• Exercise objective: Pull out every line of the listing below and reproduce each one word for word, omitting the picture.

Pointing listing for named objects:
****************

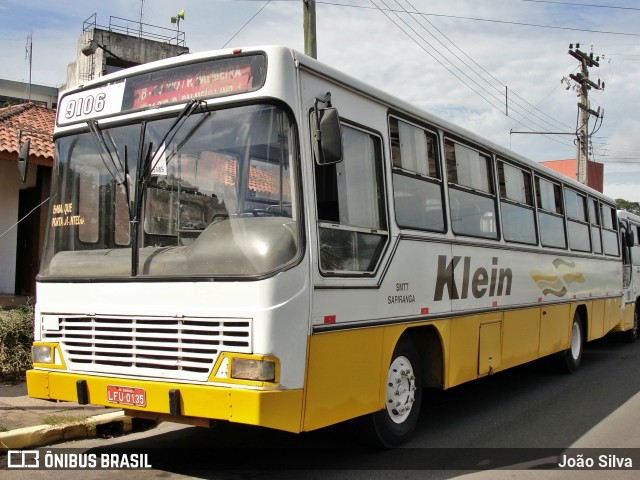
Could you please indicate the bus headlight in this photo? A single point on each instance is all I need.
(252, 369)
(42, 354)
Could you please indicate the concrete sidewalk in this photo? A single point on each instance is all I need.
(30, 422)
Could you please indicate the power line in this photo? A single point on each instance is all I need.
(246, 23)
(488, 20)
(450, 65)
(528, 111)
(590, 5)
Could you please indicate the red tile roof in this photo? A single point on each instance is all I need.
(36, 122)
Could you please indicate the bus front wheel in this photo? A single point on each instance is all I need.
(570, 359)
(395, 424)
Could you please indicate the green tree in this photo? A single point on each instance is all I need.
(633, 207)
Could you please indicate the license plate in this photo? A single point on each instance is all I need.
(127, 395)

****************

• Output:
Could you please indicate the bus headlight in this photo? A single point on each instance is all I need.
(252, 369)
(42, 354)
Could you please indicate the concrete sidewalk in this photo? A single point on each instance is all I need.
(30, 422)
Could you please indicate the power line in this photo? A single point on each instance is all I need.
(246, 23)
(488, 20)
(450, 65)
(528, 111)
(590, 5)
Could you please indicate the red tile roof in this photo? A single point on each instance is all I need.
(36, 122)
Could you please indicate the bus front wheel in this photo? A single point on each instance is all I need.
(570, 359)
(395, 424)
Could you please indicate the green tree in this photo? A single point on each instance is all I need.
(633, 207)
Could you please indicate the license plate in this photo? A single point on each instance is all I need.
(127, 395)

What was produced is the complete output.